2The applicant (the mother) seeks child support from the respondent (the father), retroactive to January 1, 2019. She asks to impute his annual income at $86,738 for this purpose.
3The father proposed to pay $500 each month for child support to the mother, starting on April 1, 2026. This is the Child Support Guidelines (the guidelines) table amount for one child, based on an annual income of $54,100. He opposes any support being ordered prior to April 1, 2026.
4The court ordered the parties to serve and file affidavits for their direct evidence. It also directed the father to serve and file an updated sworn financial statement. The mother complied with the court’s direction.
5The father did not comply with the court’s direction. He did not file a trial affidavit or an updated financial statement. The court permitted him to give his direct evidence orally. It also relied on the financial statement and notices of assessment he had previously filed.
6The parties cross-examined each other and made submissions. The mother was assisted by a Spanish interpreter.
7The issues for the court to determine are as follows:
a) What is the presumptive start date for child support? In determining this date, the court must determine the dates of formal notice and effective notice of the mother’s claim for support.
b) Should the court depart from the presumptive start date, and if so, when should support start?
c) How much child support should the father pay the mother for each year he is required to pay her support? What, if any, income should be imputed to him in any year?
d) What amount of support credits, if any, should the father receive?
e) How should any child support arrears be paid?
Part Two – Brief background facts
8The mother is 25 years old. She was born in Mexico. She came to Canada in 2017. She has applied for permanent residency in Canada. She lives with the child.
9The father is 44 years old. He came to Canada in 2004 from Columbia. He is a Canadian citizen. He lives with his mother. The father runs a restoration business dealing with emergency restoration jobs for fire and water damage called JGB Group Restorations (JGB).
10The parties never cohabited. They started a relationship in 2018. It ended in April 2019.
11The child has always lived with the mother. The father had minimal contact with the child from 2022 until this case started in 2025.
12The mother issued this application for parenting and support orders on March 17, 2025. The father’s Answer/Claim is dated June 4, 2025. He was represented by counsel at that time.
13On July 4, 2025, the parties consented to temporary orders for parenting, child support and financial disclosure. The father was ordered to pay child support of $313 each month, starting on July 1, 2025, based on an imputed annual income of $35,776.1 He was ordered to provide specified financial disclosure to the mother within 30 days.

COLLECTED MATERIAL.
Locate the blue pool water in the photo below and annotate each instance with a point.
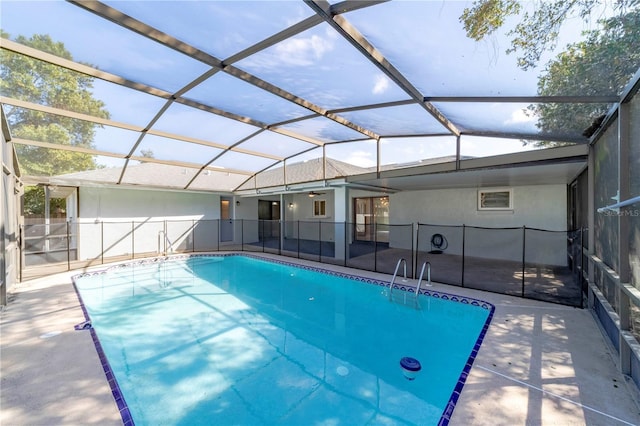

PROBLEM SET.
**a)** Please say whether each statement agrees with the child support decision, answering yes or no and quoting the words of the decision that settle it: (i) The father filed an updated financial statement as the court directed. (ii) The mother came to Canada in 2017. (iii) The parties lived together during their relationship.
**b)** Under the temporary orders of July 4, 2025, how much child support was the father to pay, according to the child support decision?
**c)** Resume the child support decision after its last sentence.
The lines above are not needed for anything here.

THE REPLIES.
**a)**
(i) No: "He did not file a trial affidavit or an updated financial statement."
(ii) Yes: "She came to Canada in 2017."
(iii) No: "The parties never cohabited."

**b)** He was to pay $313 each month, starting on July 1, 2025.

**c)**
14The father has complied with the temporary child support order.
15On August 26, 2025, the parties consented to final orders regarding decision-making responsibility and incidents of decision-making responsibility. The mother has primary residence and decision-making responsibility for the child. The parties also agreed to a temporary order increasing the father’s parenting time with the child. The parties agreed that the father would have one final 30-day extension to provide the financial disclosure ordered on July 4, 2025.
16On October 15, 2025, the parties consented to final orders regarding the father’s parenting time with the child.
17On December 1, 2025, the court conducted a trial management conference and gave directions for this trial.
Part Three – Credibility and reliability of the parties
18The court had some difficulties with the credibility and reliability of the mother’s evidence as follows:
a) She struggled answering questions directly.
b) She didn’t exhibit a good memory of events.
c) She gave inconsistent evidence about the father’s financial contributions after January 1, 2019. She claimed he never paid her rent and later changed her evidence to say he paid it on a few occasions. She said he made no financial contributions for the child and later acknowledged that he sporadically paid for food, diapers and clothing.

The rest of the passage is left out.